WHAT THE EXERCISE ASKS
Output the data that follows exactly, line for line.

Dataset entries
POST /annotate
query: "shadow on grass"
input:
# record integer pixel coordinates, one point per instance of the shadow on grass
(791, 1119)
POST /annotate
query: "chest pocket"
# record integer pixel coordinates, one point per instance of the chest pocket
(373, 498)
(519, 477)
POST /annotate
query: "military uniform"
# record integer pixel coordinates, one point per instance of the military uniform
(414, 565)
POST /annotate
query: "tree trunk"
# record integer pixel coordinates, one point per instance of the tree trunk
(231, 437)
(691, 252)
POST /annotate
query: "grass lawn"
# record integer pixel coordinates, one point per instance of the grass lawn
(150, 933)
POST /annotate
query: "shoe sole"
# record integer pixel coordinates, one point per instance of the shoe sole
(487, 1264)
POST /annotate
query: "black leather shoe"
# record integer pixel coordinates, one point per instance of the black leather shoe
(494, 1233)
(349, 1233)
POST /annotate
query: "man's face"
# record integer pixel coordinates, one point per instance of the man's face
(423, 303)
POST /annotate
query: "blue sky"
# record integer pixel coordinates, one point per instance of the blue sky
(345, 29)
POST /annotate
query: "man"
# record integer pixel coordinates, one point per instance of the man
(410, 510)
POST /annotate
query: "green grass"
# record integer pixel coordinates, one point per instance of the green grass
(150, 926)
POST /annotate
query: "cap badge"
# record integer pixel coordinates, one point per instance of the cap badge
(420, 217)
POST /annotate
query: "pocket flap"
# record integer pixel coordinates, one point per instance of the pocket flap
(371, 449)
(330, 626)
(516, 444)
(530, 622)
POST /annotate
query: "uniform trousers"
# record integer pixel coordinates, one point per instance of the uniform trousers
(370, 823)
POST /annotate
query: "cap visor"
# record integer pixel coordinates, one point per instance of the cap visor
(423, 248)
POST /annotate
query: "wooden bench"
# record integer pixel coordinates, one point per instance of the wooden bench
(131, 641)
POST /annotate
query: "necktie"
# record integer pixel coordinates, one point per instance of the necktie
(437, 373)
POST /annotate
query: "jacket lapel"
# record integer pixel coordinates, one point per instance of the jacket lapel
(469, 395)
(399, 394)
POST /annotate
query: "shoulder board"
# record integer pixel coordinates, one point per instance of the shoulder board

EXERCISE RESPONSE
POST /annotate
query: "shadow on grass"
input:
# record integer pixel coordinates, one point per instance of the shadow on grass
(791, 1119)
POST /annotate
query: "chest pocket"
# record integer pixel coordinates, one point per instance of the chest pocket
(373, 498)
(519, 477)
POST /annotate
query: "military uniform"
# record integer pixel coordinates, one point per instance of the military uniform
(414, 565)
POST /annotate
query: "tree trunk"
# record integer pixel coordinates, one point per instance of the tree trunk
(231, 437)
(691, 252)
POST /annotate
query: "grass lawn"
# record integer pixel coordinates, one point per instance of the grass lawn
(150, 933)
POST /annotate
query: "shoe sole"
# record integer pixel coordinates, one point per instance of the shoe sole
(487, 1264)
POST /annotate
query: "black leather shoe"
# record integer pixel coordinates, one point per instance of the black leather shoe
(494, 1233)
(349, 1233)
POST /annotate
query: "man's face"
# record integer pixel coordinates, one point per instance of the man's face
(423, 303)
POST /annotate
query: "blue sky"
# record integer pixel coordinates, one point per instance of the blue sky
(345, 29)
POST /annotate
query: "man"
# record integer pixel coordinates, one point per instance of the man
(410, 510)
POST /annotate
query: "green grass"
# record integer pixel coordinates, one point per instance of the green grass
(150, 926)
POST /annotate
query: "cap badge"
# record integer pixel coordinates, one point per instance of the cap badge
(420, 217)
POST /annotate
query: "pocket flap"
# record integer pixel coordinates, one point per instance of the pocket flap
(371, 449)
(330, 626)
(516, 444)
(530, 622)
POST /annotate
query: "uniform trousers"
# record integer pixel coordinates, one point per instance of the uniform trousers
(370, 823)
POST /annotate
query: "cap visor"
# record integer pixel coordinates, one point per instance of the cap visor
(423, 248)
POST /annotate
query: "wooden bench"
# record integer pixel coordinates, one point per instance of the wooden bench
(131, 641)
POST /annotate
query: "necktie"
# record integer pixel coordinates, one point per instance of the necktie
(437, 373)
POST /annotate
query: "jacket lapel"
# record integer pixel coordinates, one point per instance of the jacket lapel
(469, 395)
(399, 394)
POST /annotate
query: "shoulder board"
# record integer pixel coordinates, one point per instance of the shoulder board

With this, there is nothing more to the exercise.